◆ QUESTIONS TO ANSWER ◆
- a) In the page about James Gent, where was Alice Whiteside born?
- b) List every person named in the page about James Gent.

James Gent

2nd son of Jonathan Gent (b 1785)

James Gent was born 5 May 1811 and christened at the church of St Andrew in Leyland.  He married Alice Whiteside who was born in 1813 in Poulton-le-Fylde, Lancashire.  They married 1 January 1833 in Leyland.

In 1861 Jonathan and his wife lived at 378 Scotland Road, Liverpool.  He was a grocer in 1861 and a beer retailer in 1865

Scotland Road, Liverpool c1913
Scotland Rd, Liverpool c1913

The area in which he was living had some of the worst slums in the North West.  According to Liverpool’s first Medical Officer of Health in 1846, about half of the population of Liverpool were living in crowded, insanitary courtyards.  They would often share just a single water pipe in the street and a couple of toilets, often several yards from their home.

An American writer, Nathaniel Hawthorne, who was United States Consul in Liverpool in 1852 wrote about his first impressions of the slums.

Describing a child in the street gazing into a shop window he describes the substandard food a poor person might just be able to afford.

◆ LISTED RECORDS ◆

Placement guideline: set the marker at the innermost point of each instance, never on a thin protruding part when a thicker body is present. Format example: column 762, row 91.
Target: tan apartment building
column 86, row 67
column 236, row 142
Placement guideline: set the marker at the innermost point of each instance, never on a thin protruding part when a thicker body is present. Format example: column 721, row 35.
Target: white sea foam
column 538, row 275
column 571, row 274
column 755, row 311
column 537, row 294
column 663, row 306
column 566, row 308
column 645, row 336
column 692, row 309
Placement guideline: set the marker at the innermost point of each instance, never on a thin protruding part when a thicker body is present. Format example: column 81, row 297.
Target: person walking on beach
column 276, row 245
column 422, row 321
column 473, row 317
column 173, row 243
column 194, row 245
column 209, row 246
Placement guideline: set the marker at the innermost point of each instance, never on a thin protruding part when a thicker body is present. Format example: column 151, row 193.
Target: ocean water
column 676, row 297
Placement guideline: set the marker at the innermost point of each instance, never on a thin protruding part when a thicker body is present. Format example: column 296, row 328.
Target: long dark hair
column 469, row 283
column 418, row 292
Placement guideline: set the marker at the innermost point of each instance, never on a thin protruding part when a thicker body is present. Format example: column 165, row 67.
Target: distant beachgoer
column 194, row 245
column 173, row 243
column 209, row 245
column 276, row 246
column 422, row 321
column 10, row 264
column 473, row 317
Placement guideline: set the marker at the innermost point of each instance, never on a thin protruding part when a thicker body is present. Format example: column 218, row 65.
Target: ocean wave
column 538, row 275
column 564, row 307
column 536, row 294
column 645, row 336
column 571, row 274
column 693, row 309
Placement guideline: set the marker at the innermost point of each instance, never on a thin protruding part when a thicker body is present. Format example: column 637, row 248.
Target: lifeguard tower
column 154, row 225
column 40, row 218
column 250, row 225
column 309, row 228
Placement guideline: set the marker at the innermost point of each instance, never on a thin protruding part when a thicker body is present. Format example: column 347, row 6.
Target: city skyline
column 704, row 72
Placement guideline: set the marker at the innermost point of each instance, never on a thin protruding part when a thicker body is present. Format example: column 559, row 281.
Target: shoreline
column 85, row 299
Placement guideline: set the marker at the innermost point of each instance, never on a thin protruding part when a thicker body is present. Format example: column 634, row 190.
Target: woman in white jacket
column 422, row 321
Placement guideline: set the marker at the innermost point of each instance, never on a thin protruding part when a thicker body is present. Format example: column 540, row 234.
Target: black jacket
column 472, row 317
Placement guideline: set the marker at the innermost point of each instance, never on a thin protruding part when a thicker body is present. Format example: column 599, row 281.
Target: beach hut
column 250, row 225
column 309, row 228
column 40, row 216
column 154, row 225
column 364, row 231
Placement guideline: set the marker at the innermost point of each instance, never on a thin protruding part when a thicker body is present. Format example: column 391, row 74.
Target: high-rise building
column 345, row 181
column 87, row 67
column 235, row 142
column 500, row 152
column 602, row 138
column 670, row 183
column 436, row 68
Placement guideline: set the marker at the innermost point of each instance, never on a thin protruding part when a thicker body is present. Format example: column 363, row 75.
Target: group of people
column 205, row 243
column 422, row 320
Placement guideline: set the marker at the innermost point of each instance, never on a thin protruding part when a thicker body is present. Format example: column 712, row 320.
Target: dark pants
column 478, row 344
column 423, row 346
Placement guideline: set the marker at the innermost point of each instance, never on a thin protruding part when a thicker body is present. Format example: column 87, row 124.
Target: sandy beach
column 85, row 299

* * *

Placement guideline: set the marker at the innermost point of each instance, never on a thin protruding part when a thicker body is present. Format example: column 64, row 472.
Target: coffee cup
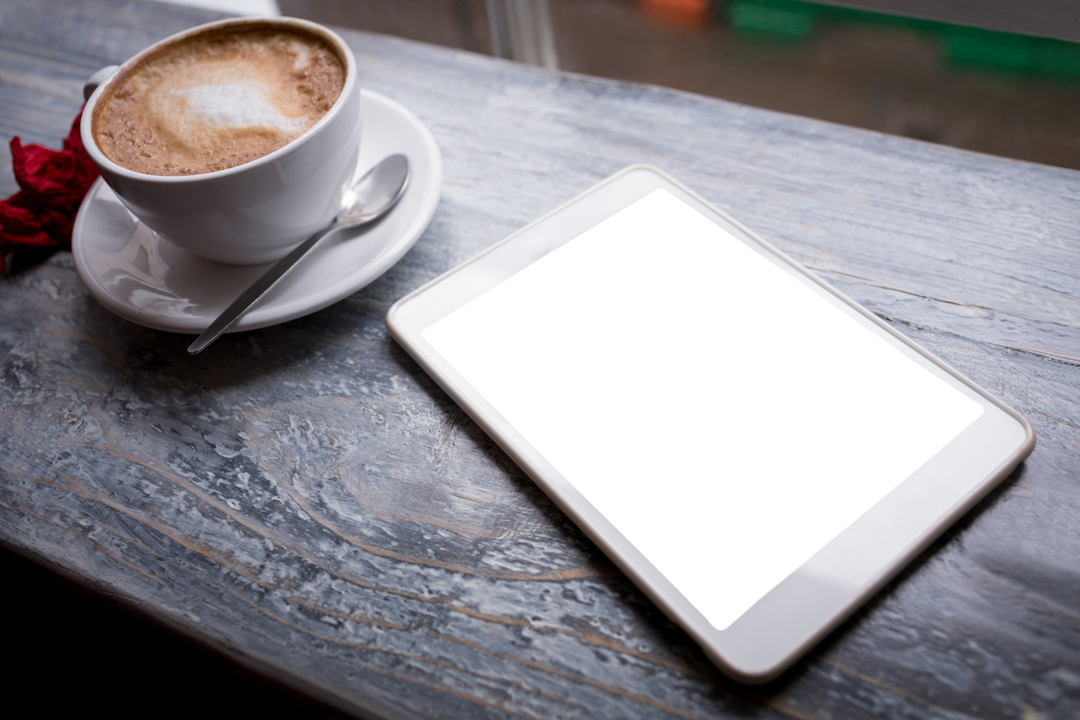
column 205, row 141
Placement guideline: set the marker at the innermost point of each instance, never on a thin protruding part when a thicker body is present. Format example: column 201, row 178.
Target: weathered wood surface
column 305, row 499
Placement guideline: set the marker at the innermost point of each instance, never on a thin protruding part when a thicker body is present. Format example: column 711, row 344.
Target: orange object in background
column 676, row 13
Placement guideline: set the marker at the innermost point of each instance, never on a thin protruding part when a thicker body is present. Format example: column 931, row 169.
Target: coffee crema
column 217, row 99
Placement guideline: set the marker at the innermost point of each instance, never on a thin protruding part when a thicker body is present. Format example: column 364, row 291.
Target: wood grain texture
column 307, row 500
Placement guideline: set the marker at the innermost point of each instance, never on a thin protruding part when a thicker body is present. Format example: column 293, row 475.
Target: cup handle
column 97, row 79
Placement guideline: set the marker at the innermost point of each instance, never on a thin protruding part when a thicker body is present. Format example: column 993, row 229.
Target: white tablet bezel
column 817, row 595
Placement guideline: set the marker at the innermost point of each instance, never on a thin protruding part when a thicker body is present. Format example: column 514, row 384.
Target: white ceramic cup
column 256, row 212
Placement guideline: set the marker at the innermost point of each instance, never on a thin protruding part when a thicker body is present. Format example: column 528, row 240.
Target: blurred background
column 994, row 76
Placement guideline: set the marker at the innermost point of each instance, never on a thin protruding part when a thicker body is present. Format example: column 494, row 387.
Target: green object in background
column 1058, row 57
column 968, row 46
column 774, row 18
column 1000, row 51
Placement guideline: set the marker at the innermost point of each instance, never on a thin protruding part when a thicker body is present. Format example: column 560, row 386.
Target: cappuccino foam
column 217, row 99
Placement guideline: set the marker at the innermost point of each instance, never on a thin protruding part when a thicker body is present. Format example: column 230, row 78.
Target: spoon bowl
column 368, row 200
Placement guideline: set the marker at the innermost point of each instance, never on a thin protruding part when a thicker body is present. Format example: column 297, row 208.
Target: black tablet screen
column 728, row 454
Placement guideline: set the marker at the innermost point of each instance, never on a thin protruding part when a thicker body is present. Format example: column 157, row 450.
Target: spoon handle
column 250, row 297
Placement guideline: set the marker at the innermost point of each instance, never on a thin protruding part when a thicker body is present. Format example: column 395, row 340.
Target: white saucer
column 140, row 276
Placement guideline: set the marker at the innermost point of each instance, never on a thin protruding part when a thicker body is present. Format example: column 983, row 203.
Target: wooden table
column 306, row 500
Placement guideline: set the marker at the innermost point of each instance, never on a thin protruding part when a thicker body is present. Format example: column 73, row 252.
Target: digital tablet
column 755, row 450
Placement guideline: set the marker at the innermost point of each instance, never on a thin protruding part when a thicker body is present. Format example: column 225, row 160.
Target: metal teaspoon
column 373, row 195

◆ RESULTS BY TASK ◆
- a) Poulton-le-Fylde, Lancashire

- b) James Gent, Jonathan Gent, Alice Whiteside, Nathaniel Hawthorne